SOURCE PASSAGE:
----

- Born: September 23, 1950 (age 74) Paris, France
- Occupation(s): Television presenter, singer, business executive

= Patrick Simpson-Jones =

French television presenter

Patrick C. Simpson-Jones (born September 23, 1950 in Paris, France) is a French business executive, television presenter, and singer.

== Childhood and youth ==
Born to a British father and a Corsican mother, he spent his youth in the United Kingdom where he attended the same school as King Charles III of the United Kingdom.

After his studies in England, he spent a year in Germany, then a year in Spain, learning the German and Spanish languages.

He did his military service with the paratroopers, then worked for two years in Hamburg in public relations. He then became a club rep at Club Med, Tahiti, Mauritius and in Mexico.

An excellent tennis and golf player, he was classified in second series and 9 handicap.

==TV career==
Quadrilingual, he started working in print media in 1975, specialising in sports journalism and foreign policy.

He worked for six months on television in Melbourne, Australia, when in September 1978 Jacqueline Joubert asked him to join the presenter team of the Dorothée strand in the children's show Récré A2. In 1979, he joined the sports team of Robert Chapatte of Antenne 2 News, then the foreign affairs team of François-Henri de Virieu.

In 1981 he became the first male announcer on French television on Antenne 2, a position he held for six years. He became the official "joker" of William Leymergie in the show Télématin which he presented on numerous occasions between 1985 and 1987. He also hosted the famous game Numbers and letters replacing Patrice Laffont and regularly hosts sections in Télématin. He also became Jacques Martin's official replacement presenter for the shows Incredible but true! and L'École des fans as part of the Sunday show Dimanche Martin.

----

WORK TO DO:
a: List every year mentioned in the "TV career" section of the biography of Patrick Simpson-Jones.
b: Answer these from the biography of Patrick Simpson-Jones, one line each:
(i) Which well-known person attended the same school as him?
(ii) For how many years did he hold the position of male announcer on Antenne 2?
(iii) What was his golf handicap?
c: Please write a continuation of the biography of Patrick Simpson-Jones, starting after its final sentence.

INFORMATION SUPPLIED:
----

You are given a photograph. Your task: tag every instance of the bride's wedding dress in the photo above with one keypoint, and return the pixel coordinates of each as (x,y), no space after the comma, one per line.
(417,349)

----

TASK-BY-TASK OUTPUTS:
a: 1975, 1978, 1979, 1981, 1985, 1987

b:
(i) King Charles III of the United Kingdom
(ii) Six years
(iii) 9

c:
Between 1984 and 1987, he also hosted the Horizon program on the army and military service, broadcast on Saturday afternoons on FR3. In September 1987, he left the public broadcaster France Télévisions for the newly privatised TF1 and rejoined his friend Dorothée on the Club Dorothée team.

In the United Kingdom, he co-hosted BBC French language series À Vous la France, shown in the mid-late 1980s.

He notably tried his hand at singing as part of the youth programs that he hosted (see discography).

He left the Club Dorothée at the end of 1990 but continued to appear from time to time in shows until the beginning of January 1991. He joined La Cinq from April to May 1991 to present the game show The Line of Chance with Amanda McLane. Following the change in the game schedule, he was replaced by Jacques Perrotte. He returned to TF1 in September 1991 to present the show Télé showcase.

He did not return to the Club Dorothée until the end of October 1992 but finally left the show on 5 June 1996. He did not participate in the last show of the series on 29 August 1997.

==Retirement==
He lives in Florida, the United States. He is founder and president of the company Swing-Beep LLC, specializing in golf teaching.

==The launch of IDF1 channel==
Present in France for a few weeks, he participated alongside Dorothée, Ariane, and Jacky in the launch of the Ile-de-France TNT channel IDF1. He presents the opening evening of the channel, and in April and May presented the show Dorothée! Choose your presenters alongside former colleagues from Club Dorothée. He then returned to the United States.

His recent appearances are quite rare, the last one was following the death of Ariane Carletti on 3 September 2019, to whom he paid tribute five days later.

== Discography ==
- San Ku Kaï (Cover of the credits of the eponymous series)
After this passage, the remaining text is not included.